-- What is needed --
Give the number of lines in the data below where the word "sleeve" appears, and nothing besides.

^^^^

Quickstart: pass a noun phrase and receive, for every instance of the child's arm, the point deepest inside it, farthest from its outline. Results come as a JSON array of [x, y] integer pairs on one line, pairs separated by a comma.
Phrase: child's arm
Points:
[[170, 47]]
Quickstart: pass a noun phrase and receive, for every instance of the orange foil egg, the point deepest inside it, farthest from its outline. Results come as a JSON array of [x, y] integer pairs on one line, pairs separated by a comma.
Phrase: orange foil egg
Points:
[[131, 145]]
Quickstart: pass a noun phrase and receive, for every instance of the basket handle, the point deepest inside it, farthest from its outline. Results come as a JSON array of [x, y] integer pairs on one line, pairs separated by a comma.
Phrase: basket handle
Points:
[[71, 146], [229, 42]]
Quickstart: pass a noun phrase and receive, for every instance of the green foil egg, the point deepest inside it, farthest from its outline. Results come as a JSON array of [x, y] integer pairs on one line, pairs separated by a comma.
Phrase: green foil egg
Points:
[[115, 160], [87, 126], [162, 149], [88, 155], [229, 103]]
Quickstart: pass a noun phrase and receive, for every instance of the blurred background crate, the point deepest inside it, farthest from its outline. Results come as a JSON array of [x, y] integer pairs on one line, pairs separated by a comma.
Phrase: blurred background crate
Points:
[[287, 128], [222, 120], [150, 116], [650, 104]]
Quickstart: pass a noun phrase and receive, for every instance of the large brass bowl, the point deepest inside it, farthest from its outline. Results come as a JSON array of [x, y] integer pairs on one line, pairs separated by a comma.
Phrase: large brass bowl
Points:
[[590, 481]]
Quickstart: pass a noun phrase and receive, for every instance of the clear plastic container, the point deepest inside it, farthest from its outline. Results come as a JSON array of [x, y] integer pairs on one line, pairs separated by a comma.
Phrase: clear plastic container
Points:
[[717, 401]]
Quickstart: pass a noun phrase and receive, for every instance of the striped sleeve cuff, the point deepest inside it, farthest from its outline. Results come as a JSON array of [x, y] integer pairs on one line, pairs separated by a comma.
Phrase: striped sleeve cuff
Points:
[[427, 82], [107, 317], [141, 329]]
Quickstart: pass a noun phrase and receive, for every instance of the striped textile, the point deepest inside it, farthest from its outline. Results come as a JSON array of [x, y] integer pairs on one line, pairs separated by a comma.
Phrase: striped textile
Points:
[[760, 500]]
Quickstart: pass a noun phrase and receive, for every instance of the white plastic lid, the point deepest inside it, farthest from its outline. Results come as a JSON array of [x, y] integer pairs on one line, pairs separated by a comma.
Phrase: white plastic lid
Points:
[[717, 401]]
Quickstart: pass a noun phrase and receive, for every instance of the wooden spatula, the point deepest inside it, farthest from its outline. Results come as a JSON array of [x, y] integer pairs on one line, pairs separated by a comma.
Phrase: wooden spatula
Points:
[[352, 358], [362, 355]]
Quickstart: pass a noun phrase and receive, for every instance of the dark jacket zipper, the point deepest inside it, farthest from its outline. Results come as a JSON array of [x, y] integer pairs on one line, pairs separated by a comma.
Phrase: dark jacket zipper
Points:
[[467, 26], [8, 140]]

^^^^

-- Response area --
2